### EXERCISE REQUIREMENTS
Swap "firefighter" for "rescue worker" in the data below, from the line containing "the suv roof" through the end of the data, both included, and return those lines with nothing else altered.

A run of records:
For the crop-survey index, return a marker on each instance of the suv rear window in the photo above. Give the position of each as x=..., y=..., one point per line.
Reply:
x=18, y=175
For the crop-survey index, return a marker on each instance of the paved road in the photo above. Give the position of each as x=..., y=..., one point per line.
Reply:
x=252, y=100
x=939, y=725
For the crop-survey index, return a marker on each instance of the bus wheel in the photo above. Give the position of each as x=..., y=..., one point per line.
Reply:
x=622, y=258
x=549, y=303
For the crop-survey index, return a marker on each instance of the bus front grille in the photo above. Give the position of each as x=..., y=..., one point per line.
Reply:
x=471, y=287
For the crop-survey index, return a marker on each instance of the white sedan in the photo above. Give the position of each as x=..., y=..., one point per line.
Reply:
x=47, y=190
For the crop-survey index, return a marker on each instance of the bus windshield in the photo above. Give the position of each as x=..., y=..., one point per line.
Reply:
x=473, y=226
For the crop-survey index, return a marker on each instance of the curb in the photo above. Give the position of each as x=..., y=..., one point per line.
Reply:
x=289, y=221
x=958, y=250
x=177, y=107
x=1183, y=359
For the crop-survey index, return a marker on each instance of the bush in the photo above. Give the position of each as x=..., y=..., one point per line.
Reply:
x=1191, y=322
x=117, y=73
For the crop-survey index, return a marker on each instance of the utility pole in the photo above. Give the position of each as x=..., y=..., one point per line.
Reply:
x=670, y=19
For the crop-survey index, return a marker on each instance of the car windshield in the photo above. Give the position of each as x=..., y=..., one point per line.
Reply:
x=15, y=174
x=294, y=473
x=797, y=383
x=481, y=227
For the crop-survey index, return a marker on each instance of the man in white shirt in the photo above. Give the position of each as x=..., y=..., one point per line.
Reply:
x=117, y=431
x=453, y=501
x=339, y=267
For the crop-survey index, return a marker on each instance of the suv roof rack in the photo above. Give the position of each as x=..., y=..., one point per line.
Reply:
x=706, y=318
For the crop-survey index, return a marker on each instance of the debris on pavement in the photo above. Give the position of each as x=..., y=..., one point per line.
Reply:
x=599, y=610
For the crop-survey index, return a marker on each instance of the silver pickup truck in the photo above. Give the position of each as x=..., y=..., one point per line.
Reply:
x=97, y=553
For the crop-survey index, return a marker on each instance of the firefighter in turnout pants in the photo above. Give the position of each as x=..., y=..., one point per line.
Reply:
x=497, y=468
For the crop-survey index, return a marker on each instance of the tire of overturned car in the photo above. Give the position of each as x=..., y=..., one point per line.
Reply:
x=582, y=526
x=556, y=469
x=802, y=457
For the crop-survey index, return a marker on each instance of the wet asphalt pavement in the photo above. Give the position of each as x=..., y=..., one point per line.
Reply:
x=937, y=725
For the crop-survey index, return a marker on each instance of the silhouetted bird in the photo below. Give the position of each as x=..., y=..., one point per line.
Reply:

### THE RESULT
For the crop-survey index, return a marker on each instance of the suv roof rack in the photo above. Give the position of each as x=..., y=..., one point per line.
Reply:
x=706, y=318
For the crop-survey index, return a marker on each instance of the debris on pavement in the photo above. Give the position of each as x=..., y=..., one point per line.
Reply:
x=599, y=610
For the crop-survey index, return a marker on each instance of the silver pickup truck in the photo above. Give the position of each as x=..., y=..., one point per line.
Reply:
x=97, y=553
For the crop-survey index, return a marker on each instance of the rescue worker in turnout pants in the photo above. Give the position of each as x=..., y=..., one point per line.
Reply:
x=497, y=468
For the crop-survey index, return a marker on each instance of the tire of overturned car in the photo above. Give the position of each as x=..., y=..., one point per line.
Reply:
x=582, y=526
x=556, y=469
x=802, y=457
For the crop-survey index, return a marker on each instance of the wet asphalt pavement in the photo above. Give the position of each as x=..., y=..., one point per line.
Reply:
x=937, y=725
For the crop-survey index, return a marker on each instance of the silhouetted bird in the photo below. Give the position of each as x=..., y=..., one point per line.
Reply:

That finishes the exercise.